Studio album by Corey Harris
- Released: 1999
- Genre: Country blues
- Length: 60:03
- Label: Alligator
- Producer: Corey Harris

Corey Harris chronology
| Fish Ain't Bitin' (1997) | Greens from the Garden (1999) | Vu-Du Menz (2000) |

= Greens from the Garden =

Greens from the Garden is an album by the American musician Corey Harris, released in 1999. The album title was inspired by a Buddy Guy comment about Harris's country blues. Harris considered the album to be roots music. "Wild West", about gun violence, was released as a single. Harris supported the album with North American and Australian tours.

==Production==
Greens from the Garden was produced by Harris, although Alligator Records asked him to remix it with an outside producer. It is a concept album, likening the vegetables that go into a pot of greens to various Black musical styles. The album contains spoken interludes in which Harris and his family reflect on the cultural role of land and nourishment. Henry Butler played piano on two tracks. Members of the Dirty Dozen Brass Band backed Harris on "Congo Square Rag". "Teabag Blues" is an outtake from the Mermaid Avenue recording sessions to which Harris contributed; the lyrics are by Woody Guthrie and the harmony vocals are provided by Billy Bragg. "Eh la Bas" and "Pas Parlez" are sung in French. "Nola Rag" is about Harris's days busking in New Orleans. The version of the traditional "Just a Closer Walk with Thee" is played in a reggae style. "Sweet Black Angel" is a version of the Lucille Bogan song.

==Critical reception==

The Independent called Harris "one of the young, black neo-country-blues stylists currently attempting to wrest the form back from the straitjacketing notions of technical dexterity imposed upon it by a generation of white guitar-heroes." The Washington Post opined that "like Taj Mahal, a kindred spirit, Harris possesses a voice and personality that are hard to resist no matter what the tune or setting." The Edmonton Journal wrote that "Harris's superb solo feature on National steel and vocal, 'Sweet Black Angel', has a hint of underlying fun, and he matches it every step of the way with confident picking."

(Labeled-object pointing entries)
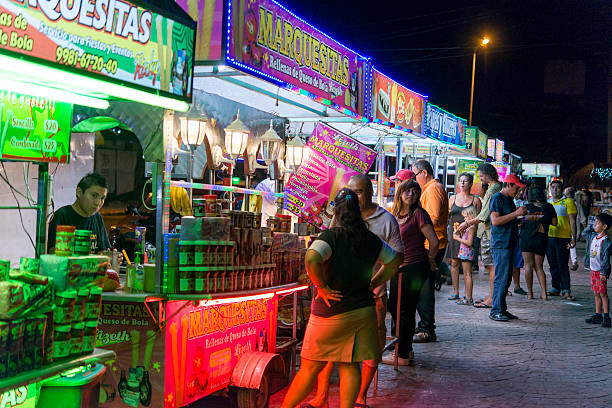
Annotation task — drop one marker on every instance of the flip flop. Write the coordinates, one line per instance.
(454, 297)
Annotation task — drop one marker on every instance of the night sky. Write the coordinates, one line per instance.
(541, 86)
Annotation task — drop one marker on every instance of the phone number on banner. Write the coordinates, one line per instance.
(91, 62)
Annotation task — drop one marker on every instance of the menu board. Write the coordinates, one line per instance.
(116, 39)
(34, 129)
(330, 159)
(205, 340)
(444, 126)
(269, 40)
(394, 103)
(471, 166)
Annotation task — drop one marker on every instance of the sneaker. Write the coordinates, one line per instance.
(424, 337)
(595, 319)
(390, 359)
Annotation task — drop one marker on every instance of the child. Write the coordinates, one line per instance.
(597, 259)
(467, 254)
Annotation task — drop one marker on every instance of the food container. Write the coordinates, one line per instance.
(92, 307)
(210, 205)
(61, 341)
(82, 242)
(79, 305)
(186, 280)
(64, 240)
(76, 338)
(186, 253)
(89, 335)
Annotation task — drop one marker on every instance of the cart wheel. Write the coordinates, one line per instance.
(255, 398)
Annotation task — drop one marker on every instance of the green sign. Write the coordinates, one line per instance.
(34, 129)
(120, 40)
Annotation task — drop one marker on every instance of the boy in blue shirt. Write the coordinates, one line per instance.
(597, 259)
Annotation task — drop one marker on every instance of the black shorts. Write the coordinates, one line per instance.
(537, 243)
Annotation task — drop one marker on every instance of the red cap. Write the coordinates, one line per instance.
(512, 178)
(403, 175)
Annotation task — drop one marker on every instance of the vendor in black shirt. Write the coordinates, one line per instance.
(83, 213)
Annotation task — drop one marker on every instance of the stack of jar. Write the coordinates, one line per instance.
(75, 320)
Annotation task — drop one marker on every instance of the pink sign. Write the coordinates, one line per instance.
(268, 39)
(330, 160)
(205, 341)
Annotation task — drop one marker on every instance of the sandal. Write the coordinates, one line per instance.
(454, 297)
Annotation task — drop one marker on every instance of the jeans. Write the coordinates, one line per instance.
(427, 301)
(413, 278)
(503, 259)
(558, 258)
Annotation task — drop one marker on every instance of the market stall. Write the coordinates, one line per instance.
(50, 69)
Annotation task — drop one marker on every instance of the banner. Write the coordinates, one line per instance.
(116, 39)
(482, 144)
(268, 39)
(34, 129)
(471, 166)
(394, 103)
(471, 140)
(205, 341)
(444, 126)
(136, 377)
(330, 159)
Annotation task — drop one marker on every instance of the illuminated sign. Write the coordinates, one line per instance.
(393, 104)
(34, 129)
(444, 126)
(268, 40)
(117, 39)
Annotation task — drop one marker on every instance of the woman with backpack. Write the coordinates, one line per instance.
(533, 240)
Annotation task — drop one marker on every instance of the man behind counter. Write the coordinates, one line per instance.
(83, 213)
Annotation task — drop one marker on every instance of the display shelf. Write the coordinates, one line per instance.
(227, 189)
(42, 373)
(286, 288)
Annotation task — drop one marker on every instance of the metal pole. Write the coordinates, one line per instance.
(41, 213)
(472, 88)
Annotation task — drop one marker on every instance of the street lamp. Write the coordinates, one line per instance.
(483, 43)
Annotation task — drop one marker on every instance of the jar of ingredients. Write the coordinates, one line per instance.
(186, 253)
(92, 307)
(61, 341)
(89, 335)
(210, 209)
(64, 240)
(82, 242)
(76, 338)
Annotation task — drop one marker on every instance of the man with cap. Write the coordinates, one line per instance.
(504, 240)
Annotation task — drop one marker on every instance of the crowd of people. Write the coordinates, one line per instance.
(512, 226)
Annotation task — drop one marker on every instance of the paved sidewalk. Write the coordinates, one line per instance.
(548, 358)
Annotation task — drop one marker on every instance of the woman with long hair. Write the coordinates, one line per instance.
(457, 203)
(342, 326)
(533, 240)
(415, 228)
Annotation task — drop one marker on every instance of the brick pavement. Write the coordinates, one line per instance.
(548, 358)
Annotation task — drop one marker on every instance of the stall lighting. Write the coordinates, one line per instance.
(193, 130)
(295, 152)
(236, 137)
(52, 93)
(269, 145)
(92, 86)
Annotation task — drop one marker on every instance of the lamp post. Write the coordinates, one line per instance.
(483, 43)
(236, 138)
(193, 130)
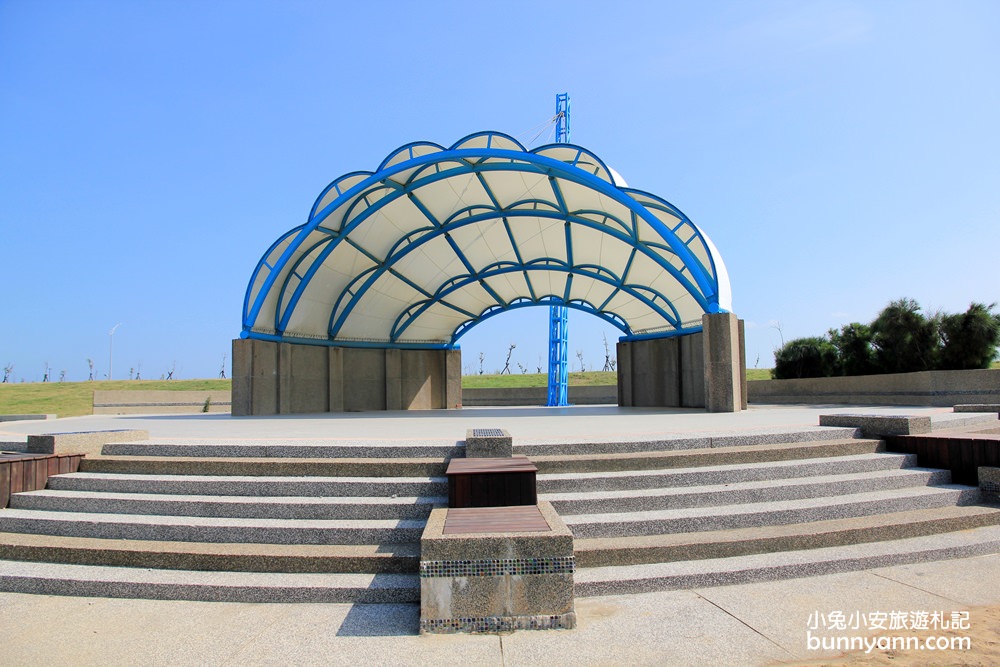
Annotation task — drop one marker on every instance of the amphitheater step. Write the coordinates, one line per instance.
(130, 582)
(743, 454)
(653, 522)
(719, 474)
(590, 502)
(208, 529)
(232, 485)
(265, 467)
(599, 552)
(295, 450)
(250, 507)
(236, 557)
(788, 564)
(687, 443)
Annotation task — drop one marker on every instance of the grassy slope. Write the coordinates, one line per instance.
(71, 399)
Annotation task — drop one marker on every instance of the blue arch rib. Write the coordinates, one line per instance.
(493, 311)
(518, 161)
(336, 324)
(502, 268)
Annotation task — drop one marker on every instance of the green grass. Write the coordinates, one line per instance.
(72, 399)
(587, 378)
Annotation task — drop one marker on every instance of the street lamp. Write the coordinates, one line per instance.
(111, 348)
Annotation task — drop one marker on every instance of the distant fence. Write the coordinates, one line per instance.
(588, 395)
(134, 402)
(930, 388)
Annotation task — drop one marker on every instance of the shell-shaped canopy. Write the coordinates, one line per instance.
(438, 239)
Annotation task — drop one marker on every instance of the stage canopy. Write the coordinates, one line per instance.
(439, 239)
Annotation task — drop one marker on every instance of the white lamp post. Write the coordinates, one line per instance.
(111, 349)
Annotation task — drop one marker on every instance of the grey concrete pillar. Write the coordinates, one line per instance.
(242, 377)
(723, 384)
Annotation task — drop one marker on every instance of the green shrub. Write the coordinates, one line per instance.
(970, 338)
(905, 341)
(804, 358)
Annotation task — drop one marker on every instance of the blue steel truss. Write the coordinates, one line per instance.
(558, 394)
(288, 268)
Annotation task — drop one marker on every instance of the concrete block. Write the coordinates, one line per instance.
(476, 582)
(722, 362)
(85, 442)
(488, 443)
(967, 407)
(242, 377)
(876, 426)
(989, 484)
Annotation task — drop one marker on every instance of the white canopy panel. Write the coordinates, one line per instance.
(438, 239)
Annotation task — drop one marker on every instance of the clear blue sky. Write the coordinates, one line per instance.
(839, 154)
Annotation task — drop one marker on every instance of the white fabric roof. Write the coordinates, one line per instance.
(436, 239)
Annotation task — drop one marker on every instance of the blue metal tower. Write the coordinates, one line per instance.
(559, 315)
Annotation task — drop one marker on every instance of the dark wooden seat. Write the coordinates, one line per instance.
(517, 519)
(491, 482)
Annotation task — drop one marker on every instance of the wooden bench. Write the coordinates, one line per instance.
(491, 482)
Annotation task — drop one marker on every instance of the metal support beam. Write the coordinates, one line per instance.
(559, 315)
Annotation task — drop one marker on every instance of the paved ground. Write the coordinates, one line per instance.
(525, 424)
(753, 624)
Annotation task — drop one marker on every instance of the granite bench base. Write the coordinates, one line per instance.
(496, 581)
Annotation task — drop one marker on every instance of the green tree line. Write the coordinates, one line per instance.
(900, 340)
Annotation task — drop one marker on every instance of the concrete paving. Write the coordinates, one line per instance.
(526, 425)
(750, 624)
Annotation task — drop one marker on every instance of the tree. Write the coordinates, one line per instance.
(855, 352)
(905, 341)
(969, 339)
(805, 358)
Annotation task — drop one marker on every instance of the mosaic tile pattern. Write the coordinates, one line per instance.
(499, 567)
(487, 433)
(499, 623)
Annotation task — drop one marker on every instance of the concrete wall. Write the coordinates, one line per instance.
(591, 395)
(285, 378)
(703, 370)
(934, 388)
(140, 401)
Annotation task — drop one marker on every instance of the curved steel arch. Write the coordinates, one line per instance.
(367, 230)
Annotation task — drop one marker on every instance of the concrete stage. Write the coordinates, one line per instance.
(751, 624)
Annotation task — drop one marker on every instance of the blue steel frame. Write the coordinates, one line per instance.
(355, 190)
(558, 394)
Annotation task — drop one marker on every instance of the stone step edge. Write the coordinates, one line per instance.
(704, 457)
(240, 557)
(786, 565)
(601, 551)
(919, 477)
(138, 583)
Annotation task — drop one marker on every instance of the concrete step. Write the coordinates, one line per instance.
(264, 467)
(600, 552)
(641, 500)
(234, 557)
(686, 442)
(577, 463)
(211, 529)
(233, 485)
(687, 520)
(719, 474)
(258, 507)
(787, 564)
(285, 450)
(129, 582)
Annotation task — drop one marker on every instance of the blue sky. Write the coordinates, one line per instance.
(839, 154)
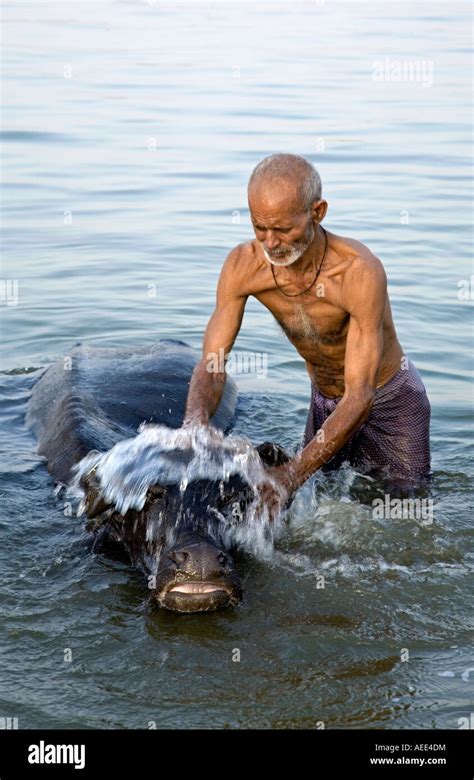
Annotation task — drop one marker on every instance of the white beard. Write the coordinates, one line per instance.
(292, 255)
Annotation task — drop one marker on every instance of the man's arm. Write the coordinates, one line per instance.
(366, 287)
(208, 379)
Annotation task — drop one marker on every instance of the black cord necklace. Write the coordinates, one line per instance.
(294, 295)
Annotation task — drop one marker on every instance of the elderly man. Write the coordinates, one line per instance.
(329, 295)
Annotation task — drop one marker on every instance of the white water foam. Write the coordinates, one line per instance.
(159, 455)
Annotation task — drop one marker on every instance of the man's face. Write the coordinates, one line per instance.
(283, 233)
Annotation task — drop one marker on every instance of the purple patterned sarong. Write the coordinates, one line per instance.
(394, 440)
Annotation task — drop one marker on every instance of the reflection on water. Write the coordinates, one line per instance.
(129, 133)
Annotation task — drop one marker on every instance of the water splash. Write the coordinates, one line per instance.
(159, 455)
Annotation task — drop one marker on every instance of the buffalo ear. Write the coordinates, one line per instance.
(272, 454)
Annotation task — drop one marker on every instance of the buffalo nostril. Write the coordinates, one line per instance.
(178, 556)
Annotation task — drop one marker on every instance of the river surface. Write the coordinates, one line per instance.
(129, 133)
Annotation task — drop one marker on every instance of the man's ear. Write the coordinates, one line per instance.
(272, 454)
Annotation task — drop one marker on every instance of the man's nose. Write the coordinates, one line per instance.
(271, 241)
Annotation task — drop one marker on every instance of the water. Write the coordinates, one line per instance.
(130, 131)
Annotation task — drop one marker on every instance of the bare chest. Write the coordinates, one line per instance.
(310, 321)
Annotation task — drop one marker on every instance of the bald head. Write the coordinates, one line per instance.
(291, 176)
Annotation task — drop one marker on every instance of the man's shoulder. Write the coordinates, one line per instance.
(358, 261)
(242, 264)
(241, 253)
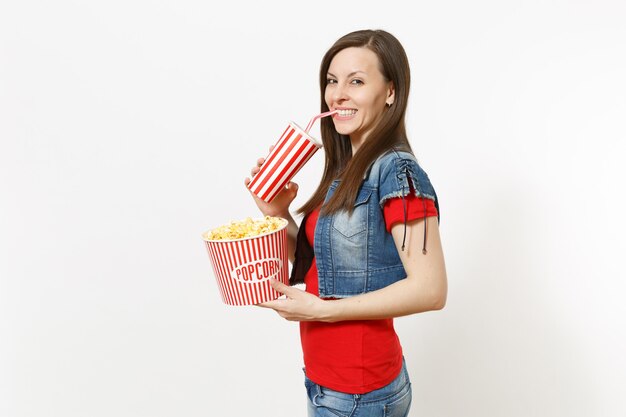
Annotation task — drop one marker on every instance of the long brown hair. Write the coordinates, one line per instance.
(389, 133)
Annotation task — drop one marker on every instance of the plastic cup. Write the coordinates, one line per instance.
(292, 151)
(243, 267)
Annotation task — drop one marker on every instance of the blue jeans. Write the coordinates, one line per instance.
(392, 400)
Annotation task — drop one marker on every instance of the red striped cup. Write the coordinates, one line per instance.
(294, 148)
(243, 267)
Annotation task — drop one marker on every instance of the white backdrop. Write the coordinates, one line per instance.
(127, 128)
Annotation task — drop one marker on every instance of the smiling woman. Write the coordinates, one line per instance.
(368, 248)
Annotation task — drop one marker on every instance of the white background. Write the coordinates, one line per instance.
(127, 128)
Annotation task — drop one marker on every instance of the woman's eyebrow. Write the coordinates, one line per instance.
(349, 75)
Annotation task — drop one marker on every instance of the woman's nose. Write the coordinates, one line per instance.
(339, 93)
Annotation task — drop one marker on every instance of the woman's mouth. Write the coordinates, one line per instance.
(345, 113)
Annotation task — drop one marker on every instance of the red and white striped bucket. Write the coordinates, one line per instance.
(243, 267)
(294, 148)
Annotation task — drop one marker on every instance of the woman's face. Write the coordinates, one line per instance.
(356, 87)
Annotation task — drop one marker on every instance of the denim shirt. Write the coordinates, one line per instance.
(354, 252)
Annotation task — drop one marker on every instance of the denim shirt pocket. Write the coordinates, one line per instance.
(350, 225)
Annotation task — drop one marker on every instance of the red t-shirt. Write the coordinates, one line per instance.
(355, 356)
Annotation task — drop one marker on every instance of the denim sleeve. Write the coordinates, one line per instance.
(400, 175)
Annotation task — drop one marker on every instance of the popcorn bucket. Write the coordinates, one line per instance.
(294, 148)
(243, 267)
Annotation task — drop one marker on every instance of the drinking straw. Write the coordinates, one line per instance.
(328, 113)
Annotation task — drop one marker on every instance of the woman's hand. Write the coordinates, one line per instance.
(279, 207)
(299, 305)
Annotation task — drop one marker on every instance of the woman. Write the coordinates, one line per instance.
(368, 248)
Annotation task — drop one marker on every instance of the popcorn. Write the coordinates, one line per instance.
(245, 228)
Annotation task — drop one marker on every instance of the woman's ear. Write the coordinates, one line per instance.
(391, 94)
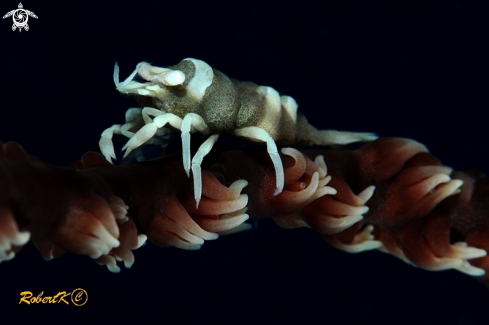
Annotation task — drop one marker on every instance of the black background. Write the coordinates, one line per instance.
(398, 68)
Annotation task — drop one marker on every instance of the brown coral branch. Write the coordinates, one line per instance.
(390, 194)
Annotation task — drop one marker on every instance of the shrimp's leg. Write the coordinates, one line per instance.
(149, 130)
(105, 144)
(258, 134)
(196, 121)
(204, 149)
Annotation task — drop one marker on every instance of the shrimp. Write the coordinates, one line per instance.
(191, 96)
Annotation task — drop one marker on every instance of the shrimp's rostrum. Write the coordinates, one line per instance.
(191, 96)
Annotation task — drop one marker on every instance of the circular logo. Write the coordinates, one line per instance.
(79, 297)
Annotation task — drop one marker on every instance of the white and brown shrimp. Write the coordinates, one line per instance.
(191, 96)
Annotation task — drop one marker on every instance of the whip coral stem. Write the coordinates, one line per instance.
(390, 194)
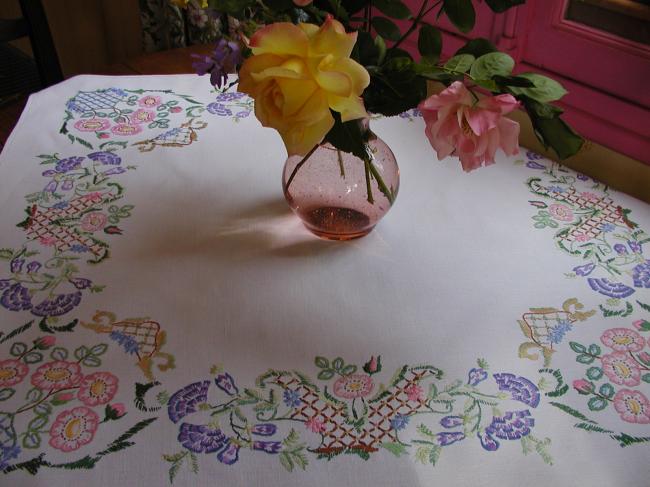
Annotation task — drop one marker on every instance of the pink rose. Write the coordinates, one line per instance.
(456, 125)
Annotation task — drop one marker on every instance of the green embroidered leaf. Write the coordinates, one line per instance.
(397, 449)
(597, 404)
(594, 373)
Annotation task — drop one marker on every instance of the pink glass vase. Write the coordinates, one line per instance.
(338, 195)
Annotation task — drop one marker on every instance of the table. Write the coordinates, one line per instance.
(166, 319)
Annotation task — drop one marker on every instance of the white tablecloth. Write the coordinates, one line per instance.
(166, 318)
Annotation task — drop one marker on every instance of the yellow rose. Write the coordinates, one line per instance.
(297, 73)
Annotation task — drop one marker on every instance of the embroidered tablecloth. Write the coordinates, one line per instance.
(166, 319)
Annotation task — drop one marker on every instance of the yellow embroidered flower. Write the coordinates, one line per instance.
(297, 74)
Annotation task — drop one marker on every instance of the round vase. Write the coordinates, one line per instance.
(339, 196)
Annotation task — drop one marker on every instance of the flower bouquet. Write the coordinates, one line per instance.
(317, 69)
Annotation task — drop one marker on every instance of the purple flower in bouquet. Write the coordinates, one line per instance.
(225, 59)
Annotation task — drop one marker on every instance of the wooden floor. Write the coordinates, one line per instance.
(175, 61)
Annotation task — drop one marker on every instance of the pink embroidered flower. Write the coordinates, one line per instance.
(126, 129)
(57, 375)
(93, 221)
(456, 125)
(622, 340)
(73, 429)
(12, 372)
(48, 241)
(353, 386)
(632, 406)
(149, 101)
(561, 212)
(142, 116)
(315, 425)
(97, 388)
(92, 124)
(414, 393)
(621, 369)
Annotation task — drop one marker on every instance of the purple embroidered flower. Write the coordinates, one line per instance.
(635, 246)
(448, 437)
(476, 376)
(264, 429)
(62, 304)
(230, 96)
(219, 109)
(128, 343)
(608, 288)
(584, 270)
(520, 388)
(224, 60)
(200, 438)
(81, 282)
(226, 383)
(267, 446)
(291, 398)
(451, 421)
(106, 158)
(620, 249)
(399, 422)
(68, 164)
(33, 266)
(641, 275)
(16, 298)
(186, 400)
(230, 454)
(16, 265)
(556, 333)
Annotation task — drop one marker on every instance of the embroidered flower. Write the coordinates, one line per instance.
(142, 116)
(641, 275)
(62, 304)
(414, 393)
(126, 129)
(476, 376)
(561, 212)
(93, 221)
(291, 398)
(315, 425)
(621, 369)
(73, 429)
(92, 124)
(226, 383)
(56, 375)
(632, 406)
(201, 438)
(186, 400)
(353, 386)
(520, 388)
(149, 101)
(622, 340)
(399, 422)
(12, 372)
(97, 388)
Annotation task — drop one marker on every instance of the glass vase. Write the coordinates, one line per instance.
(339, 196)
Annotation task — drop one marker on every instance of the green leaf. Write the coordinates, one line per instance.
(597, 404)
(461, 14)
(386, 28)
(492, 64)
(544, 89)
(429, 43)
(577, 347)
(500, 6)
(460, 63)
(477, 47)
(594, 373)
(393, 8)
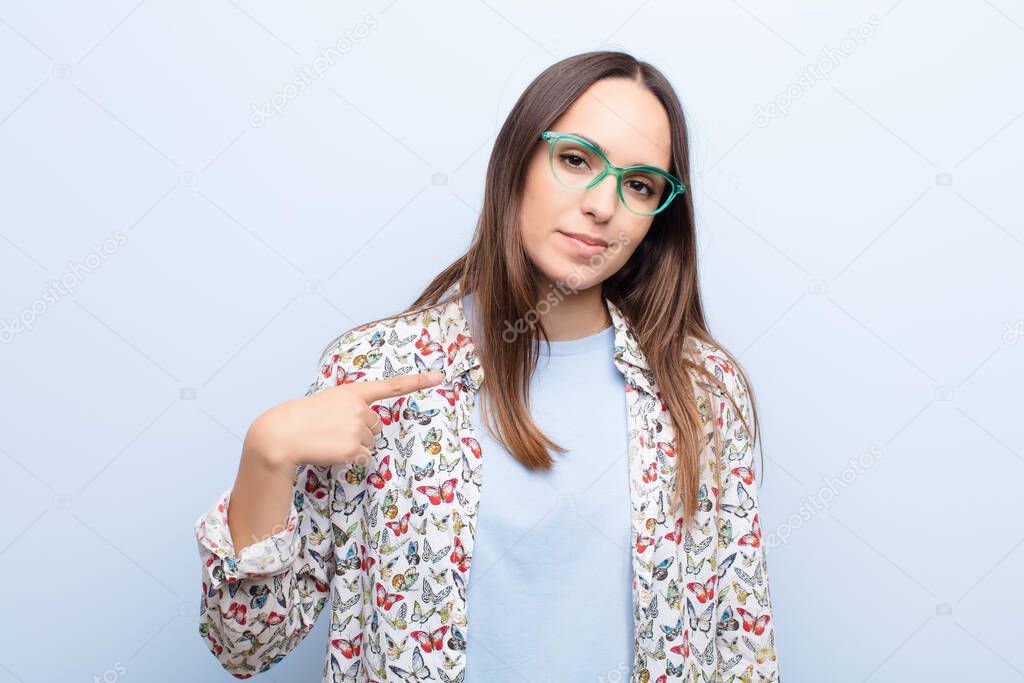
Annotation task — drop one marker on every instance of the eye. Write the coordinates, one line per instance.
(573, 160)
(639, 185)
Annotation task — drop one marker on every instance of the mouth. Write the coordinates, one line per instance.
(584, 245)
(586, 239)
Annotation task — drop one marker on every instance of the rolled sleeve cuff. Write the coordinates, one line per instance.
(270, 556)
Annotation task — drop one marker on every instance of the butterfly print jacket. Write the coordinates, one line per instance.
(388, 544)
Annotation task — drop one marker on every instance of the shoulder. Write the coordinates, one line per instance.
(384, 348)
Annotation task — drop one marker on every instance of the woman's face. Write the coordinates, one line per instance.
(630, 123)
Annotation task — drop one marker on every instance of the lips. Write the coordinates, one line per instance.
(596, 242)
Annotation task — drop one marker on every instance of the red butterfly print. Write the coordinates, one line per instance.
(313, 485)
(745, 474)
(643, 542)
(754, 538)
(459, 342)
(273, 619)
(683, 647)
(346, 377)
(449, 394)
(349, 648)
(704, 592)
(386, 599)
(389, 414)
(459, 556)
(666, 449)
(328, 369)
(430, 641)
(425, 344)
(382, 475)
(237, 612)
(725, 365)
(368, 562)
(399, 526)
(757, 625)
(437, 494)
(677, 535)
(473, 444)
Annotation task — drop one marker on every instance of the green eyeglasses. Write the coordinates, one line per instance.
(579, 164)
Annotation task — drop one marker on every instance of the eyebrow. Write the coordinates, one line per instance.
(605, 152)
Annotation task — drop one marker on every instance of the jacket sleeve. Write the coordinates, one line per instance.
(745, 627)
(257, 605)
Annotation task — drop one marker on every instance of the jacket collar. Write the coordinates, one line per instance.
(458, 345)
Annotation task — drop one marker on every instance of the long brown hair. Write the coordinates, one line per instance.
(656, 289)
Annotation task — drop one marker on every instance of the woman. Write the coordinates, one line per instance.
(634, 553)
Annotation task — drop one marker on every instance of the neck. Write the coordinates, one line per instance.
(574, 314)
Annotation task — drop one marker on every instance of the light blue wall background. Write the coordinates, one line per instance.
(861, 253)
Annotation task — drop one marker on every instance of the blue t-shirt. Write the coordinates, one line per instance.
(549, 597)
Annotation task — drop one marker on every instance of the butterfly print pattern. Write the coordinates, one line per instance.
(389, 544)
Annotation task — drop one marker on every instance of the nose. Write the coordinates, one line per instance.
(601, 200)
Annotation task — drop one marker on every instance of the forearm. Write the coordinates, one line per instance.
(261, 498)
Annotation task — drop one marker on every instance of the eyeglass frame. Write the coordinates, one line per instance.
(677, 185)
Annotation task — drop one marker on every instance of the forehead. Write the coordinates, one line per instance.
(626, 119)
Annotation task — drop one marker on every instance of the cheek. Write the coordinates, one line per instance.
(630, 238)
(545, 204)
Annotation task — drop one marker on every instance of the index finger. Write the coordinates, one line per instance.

— SHORT PROBLEM A —
Repeat the passage of the article on Greens from the Garden starting with "Greens from the Garden is" and going on through "and Australian tours.".
— SHORT PROBLEM B —
Name every publication quoted in the Critical reception section of the article on Greens from the Garden.
None of the entries are needed here.

— OUTPUT A —
Greens from the Garden is an album by the American musician Corey Harris, released in 1999. The album title was inspired by a Buddy Guy comment about Harris's country blues. Harris considered the album to be roots music. "Wild West", about gun violence, was released as a single. Harris supported the album with North American and Australian tours.

— OUTPUT B —
The Independent
The Washington Post
The Edmonton Journal